▸ **DATA LISTING**
((

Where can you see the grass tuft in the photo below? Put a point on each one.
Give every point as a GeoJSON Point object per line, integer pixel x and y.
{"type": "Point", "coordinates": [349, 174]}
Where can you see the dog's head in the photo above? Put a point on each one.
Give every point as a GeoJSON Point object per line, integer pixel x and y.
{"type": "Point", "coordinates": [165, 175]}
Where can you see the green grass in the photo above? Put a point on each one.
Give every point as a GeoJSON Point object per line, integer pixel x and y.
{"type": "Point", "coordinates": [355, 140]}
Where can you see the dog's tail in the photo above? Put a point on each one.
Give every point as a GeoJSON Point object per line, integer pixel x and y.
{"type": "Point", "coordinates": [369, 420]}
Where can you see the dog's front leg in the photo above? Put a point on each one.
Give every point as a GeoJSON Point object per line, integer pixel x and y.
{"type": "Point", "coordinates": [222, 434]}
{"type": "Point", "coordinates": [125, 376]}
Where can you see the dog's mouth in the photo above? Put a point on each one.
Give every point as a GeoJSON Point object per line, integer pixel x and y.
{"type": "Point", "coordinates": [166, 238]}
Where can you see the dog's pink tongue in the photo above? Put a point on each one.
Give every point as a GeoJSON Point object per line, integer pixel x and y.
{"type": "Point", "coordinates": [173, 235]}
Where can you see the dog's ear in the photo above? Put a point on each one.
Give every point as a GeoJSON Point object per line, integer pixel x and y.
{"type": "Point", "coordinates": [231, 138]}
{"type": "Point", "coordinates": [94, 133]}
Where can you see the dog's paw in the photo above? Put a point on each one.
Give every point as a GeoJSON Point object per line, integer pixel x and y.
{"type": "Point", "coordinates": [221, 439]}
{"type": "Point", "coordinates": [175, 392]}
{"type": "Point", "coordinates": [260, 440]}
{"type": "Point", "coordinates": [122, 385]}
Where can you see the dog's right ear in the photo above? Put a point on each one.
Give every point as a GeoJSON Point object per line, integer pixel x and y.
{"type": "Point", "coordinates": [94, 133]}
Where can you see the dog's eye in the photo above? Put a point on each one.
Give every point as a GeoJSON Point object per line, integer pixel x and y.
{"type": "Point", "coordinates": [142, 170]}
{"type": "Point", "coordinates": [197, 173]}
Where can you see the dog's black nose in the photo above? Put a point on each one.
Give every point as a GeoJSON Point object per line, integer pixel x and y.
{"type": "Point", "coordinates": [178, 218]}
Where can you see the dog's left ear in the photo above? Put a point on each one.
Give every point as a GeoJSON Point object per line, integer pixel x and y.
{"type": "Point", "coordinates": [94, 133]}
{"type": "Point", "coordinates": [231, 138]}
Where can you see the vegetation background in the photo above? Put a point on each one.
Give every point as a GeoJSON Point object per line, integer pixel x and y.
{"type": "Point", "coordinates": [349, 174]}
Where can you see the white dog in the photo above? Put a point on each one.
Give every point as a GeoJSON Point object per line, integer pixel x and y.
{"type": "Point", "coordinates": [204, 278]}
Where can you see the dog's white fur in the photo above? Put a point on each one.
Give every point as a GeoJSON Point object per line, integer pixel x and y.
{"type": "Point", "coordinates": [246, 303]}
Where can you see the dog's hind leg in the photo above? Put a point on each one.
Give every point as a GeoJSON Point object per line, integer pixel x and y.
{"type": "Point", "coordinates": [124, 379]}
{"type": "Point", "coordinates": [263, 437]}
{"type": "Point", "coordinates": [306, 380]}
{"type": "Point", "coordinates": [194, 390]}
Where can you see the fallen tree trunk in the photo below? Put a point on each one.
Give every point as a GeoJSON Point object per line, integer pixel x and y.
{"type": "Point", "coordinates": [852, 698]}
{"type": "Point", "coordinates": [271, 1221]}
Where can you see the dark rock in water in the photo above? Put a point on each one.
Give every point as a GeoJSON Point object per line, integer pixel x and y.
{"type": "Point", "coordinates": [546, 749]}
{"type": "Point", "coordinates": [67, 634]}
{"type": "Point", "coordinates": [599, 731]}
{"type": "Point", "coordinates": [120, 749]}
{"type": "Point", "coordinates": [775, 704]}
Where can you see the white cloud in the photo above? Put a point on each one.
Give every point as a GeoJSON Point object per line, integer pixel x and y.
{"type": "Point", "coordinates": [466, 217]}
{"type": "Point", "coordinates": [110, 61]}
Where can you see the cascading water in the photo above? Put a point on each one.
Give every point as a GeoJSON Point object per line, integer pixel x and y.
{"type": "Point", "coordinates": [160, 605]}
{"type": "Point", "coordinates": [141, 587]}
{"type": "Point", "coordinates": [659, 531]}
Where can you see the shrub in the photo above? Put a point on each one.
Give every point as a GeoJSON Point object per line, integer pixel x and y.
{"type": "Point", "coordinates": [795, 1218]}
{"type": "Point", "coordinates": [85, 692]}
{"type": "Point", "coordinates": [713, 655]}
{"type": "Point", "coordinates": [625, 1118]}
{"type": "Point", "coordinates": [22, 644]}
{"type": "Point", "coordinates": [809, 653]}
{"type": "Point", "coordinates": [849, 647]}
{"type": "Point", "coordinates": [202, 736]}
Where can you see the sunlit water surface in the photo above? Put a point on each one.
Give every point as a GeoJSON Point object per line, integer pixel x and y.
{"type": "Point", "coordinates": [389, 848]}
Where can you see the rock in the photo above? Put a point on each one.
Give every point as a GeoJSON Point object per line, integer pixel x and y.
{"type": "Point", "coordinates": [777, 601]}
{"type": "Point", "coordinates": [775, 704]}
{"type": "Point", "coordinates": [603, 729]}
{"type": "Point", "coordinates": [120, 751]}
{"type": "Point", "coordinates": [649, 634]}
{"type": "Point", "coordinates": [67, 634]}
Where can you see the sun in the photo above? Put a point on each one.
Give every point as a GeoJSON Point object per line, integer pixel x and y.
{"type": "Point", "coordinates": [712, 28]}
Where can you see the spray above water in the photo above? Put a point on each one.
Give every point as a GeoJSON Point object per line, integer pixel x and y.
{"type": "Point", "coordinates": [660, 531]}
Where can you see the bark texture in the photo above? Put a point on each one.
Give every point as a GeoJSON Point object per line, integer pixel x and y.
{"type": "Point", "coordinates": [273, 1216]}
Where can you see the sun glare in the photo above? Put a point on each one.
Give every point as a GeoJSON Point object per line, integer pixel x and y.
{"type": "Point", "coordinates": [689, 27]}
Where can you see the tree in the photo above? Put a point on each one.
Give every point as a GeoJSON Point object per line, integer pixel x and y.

))

▸ **YOUR OBJECTIVE**
From the records above, please extract every line and repeat it exactly.

▸ **REPLY TO THE TASK**
Where can you see the grass tuft in the photo below? Put a point on each one.
Give every point as a GeoJSON Point object per line, integer pixel x and y.
{"type": "Point", "coordinates": [349, 174]}
Where can you see the dog's head in the photo above? Put a point on each one.
Give every point as a GeoJSON Point object per line, integer pixel x and y.
{"type": "Point", "coordinates": [165, 175]}
Where can you see the green grass in the photo above? Put a point on each one.
Give every point as a GeoJSON Point object per line, integer pixel x and y.
{"type": "Point", "coordinates": [355, 140]}
Where can you see the dog's tail in the photo above? Put a point on each one.
Give every point as a GeoJSON Point object per line, integer pixel x and y.
{"type": "Point", "coordinates": [369, 420]}
Where can you see the dog's front leg in the photo above? Put a point on each one.
Give every point as a GeoJSON Point object per line, integer pixel x and y.
{"type": "Point", "coordinates": [222, 434]}
{"type": "Point", "coordinates": [125, 376]}
Where can you see the dog's mouth in the photo above? Put a point on each one.
Give every point as a GeoJSON Point object per line, integer pixel x and y.
{"type": "Point", "coordinates": [166, 238]}
Where can you see the dog's pink tongue in the photo above? Put a point on each one.
Give every point as a GeoJSON Point object per line, integer pixel x and y.
{"type": "Point", "coordinates": [173, 235]}
Where can you see the dog's ear in the photo above? Put a point on each one.
Give every point as a GeoJSON Point object per line, integer pixel x and y.
{"type": "Point", "coordinates": [231, 138]}
{"type": "Point", "coordinates": [94, 133]}
Where can you see the dog's paw in the photo above? Put a point on each one.
Give every point as a GeoJSON Point object per line, integer pixel x and y.
{"type": "Point", "coordinates": [221, 439]}
{"type": "Point", "coordinates": [175, 392]}
{"type": "Point", "coordinates": [260, 440]}
{"type": "Point", "coordinates": [122, 385]}
Where can you see the dog's right ear in the photo above? Put a point on each one.
Give every point as a GeoJSON Point object per line, integer pixel x and y.
{"type": "Point", "coordinates": [94, 133]}
Where can you see the dog's eye in the photo above? Put a point on each one.
Give every point as a GeoJSON Point object per line, integer pixel x and y.
{"type": "Point", "coordinates": [142, 170]}
{"type": "Point", "coordinates": [197, 173]}
Where can you see the dog's black nose in the photo above? Put a point on each one.
Give every point as a GeoJSON Point object per line, integer pixel x and y.
{"type": "Point", "coordinates": [178, 218]}
Where can you see the dog's left ear in the photo above? Put a point on each one.
Give every point as a GeoJSON Point object per line, integer pixel x and y.
{"type": "Point", "coordinates": [94, 133]}
{"type": "Point", "coordinates": [231, 138]}
Where can you see the vegetation background in the photo above? Put a point on each one.
Give every point as a GeoJSON Point object per line, integer pixel x and y.
{"type": "Point", "coordinates": [349, 174]}
Where can you see the white dog in the photo above? Put a point on each one.
Give every point as a GeoJSON Point object per line, integer pixel x and y.
{"type": "Point", "coordinates": [204, 278]}
Where can you see the dog's white fur in the photo above? Put a point on each one.
Give every point as a GeoJSON Point object per line, integer pixel x and y.
{"type": "Point", "coordinates": [246, 303]}
Where can you see the dog's hind leg in the photo above? Put a point on each one.
Give every point as a GeoJSON Point object per line, integer pixel x and y.
{"type": "Point", "coordinates": [124, 379]}
{"type": "Point", "coordinates": [263, 437]}
{"type": "Point", "coordinates": [306, 380]}
{"type": "Point", "coordinates": [194, 390]}
Where can you see the fallen tree trunk in the photo below? Put a point on each one.
Give every point as a GeoJSON Point object per line, integer pixel x and y.
{"type": "Point", "coordinates": [852, 698]}
{"type": "Point", "coordinates": [271, 1221]}
Where can you see the dark rock in water in the photo above? Put a point on each one.
Give every point as a GeoJSON Point object per line, integer pixel x and y.
{"type": "Point", "coordinates": [546, 749]}
{"type": "Point", "coordinates": [67, 634]}
{"type": "Point", "coordinates": [599, 731]}
{"type": "Point", "coordinates": [120, 749]}
{"type": "Point", "coordinates": [775, 704]}
Where can you see the white cloud in the photo above? Put a point on each one.
Give every point as a GeoJSON Point object per line, integer pixel x and y.
{"type": "Point", "coordinates": [466, 217]}
{"type": "Point", "coordinates": [110, 61]}
Where can you see the cascading water in the photo above? Put a point on each one.
Give every point as a GeoJSON Point object per line, integer pixel x and y.
{"type": "Point", "coordinates": [160, 605]}
{"type": "Point", "coordinates": [141, 587]}
{"type": "Point", "coordinates": [659, 531]}
Where can you see the shrub in the photo above? Put a point on each one.
Give every point as a GeoJSON Point object per line, integer pixel x and y.
{"type": "Point", "coordinates": [795, 1218]}
{"type": "Point", "coordinates": [85, 692]}
{"type": "Point", "coordinates": [713, 655]}
{"type": "Point", "coordinates": [625, 1118]}
{"type": "Point", "coordinates": [22, 644]}
{"type": "Point", "coordinates": [809, 653]}
{"type": "Point", "coordinates": [849, 647]}
{"type": "Point", "coordinates": [202, 736]}
Where can you see the sunlit water surface in the photo above? Put a point on each one.
Give every point as a GeoJSON Point object per line, integer pixel x and y.
{"type": "Point", "coordinates": [389, 848]}
Where can you see the rock in the photo above? Put a point on each one.
Give every point as a GeoJSON Point object per line, integer pixel x and y.
{"type": "Point", "coordinates": [777, 601]}
{"type": "Point", "coordinates": [775, 704]}
{"type": "Point", "coordinates": [603, 729]}
{"type": "Point", "coordinates": [120, 751]}
{"type": "Point", "coordinates": [649, 634]}
{"type": "Point", "coordinates": [67, 634]}
Where can you see the sun in the photo above? Put a point on each one.
Give every point as a GeoJSON Point object per line, integer pixel x and y.
{"type": "Point", "coordinates": [712, 28]}
Where can you see the spray above water in the photo above? Put a point on each one.
Give every point as a GeoJSON Point object per line, integer pixel x and y.
{"type": "Point", "coordinates": [660, 531]}
Where can you see the bark texture in the photo above? Put a point on each one.
Give every point as a GeoJSON Point object per line, integer pixel x and y.
{"type": "Point", "coordinates": [273, 1216]}
Where can you see the sun glare in the photo above? Put a point on each one.
Give every point as a GeoJSON Point object per line, integer pixel x and y.
{"type": "Point", "coordinates": [689, 27]}
Where can you see the tree in the photo above? Put a point on each one.
Give every point as a GeoJSON Point object per line, integer pixel x and y.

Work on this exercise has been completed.